── Supplied material ──
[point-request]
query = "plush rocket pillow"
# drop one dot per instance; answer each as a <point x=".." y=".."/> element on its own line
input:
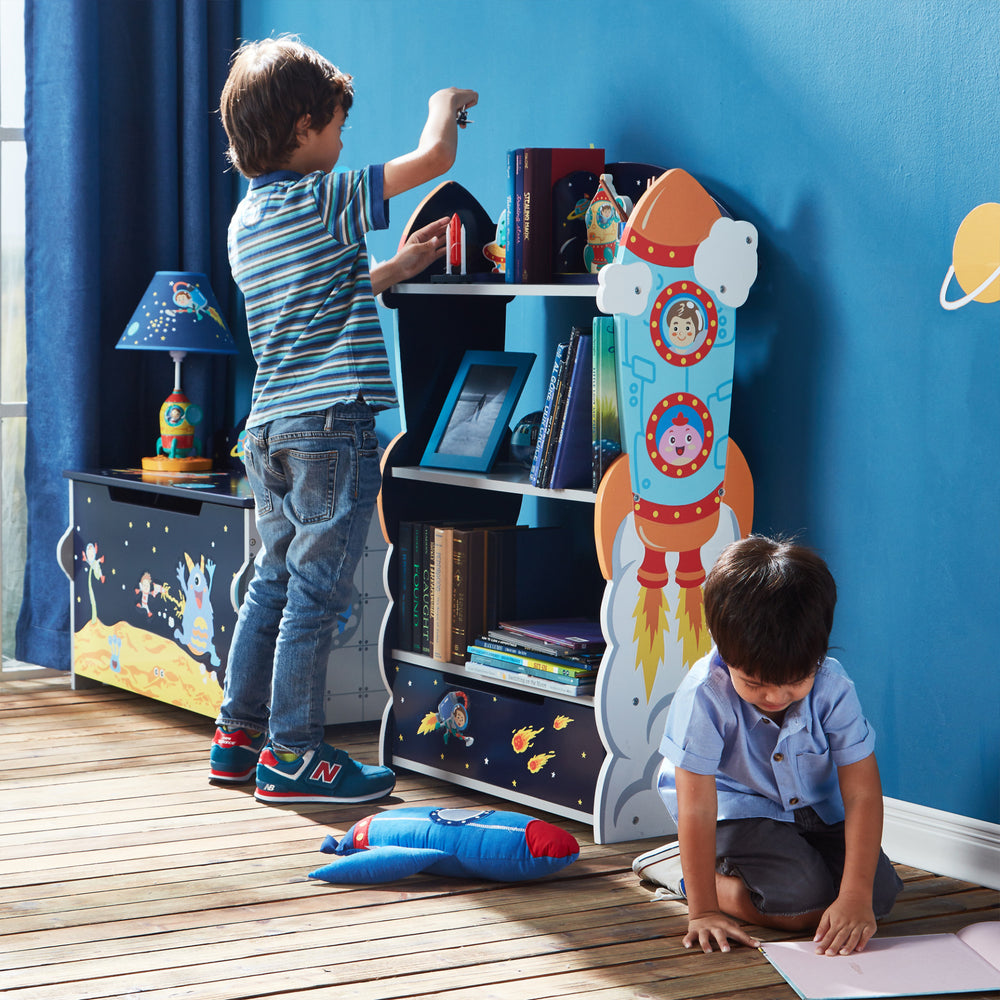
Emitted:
<point x="464" y="843"/>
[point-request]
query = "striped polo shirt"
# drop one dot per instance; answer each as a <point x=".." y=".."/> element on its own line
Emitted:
<point x="297" y="252"/>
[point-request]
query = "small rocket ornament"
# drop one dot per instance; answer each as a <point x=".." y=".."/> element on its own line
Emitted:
───
§ **Task brief**
What is needed is an exact printout of every record above, with the pictures left out.

§ **Reply to the task**
[point-request]
query = "plush rocket pillow"
# drop one dot per instance; answer each as a <point x=".." y=".."/> element on its own line
input:
Emitted:
<point x="464" y="843"/>
[point-request]
query = "striped polo shirt"
# drop one dot per instance; answer each as a <point x=".." y=".."/> element on its own line
Emitted:
<point x="297" y="252"/>
[point-request]
query = "small rocket ornament"
# drop one dot per instance; answer each as a <point x=".." y=".."/> element on its own line
Emitted:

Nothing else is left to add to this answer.